_Yang Harus Dikerjakan_
Berapa baris dalam catatan di bawah ini yang memuat kata "train"? Tuliskan angkanya saja.

Butir dataset
-=-=-
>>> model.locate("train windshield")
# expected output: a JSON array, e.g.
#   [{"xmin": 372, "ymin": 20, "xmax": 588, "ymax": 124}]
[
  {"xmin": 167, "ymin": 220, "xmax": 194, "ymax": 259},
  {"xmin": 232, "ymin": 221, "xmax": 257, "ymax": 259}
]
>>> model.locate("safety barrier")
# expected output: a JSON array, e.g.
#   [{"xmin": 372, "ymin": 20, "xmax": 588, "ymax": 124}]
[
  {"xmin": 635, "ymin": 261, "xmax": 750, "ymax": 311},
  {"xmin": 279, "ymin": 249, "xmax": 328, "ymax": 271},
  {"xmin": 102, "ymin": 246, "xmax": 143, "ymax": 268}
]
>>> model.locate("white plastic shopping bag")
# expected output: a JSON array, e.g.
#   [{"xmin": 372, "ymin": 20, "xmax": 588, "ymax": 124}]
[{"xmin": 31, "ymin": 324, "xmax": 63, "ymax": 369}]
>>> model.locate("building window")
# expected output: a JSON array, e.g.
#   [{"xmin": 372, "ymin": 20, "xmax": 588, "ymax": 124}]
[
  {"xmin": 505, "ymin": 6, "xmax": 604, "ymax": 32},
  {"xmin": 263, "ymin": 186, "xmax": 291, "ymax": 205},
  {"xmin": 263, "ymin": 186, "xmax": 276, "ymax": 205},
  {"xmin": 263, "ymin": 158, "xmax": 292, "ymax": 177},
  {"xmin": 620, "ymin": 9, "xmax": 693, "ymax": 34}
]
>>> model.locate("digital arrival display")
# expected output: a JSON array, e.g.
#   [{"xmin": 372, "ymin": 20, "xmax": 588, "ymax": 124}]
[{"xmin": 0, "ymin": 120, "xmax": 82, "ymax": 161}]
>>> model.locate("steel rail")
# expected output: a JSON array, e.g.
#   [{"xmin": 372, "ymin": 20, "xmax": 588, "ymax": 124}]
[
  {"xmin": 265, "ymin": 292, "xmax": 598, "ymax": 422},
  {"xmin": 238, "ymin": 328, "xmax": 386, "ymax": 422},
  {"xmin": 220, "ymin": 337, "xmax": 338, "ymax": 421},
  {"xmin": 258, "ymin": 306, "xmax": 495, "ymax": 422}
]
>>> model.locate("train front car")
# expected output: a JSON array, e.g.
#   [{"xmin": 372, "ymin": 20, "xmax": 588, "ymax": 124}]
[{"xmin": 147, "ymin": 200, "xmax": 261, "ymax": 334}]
-=-=-
_Hasil Tugas Ini_
2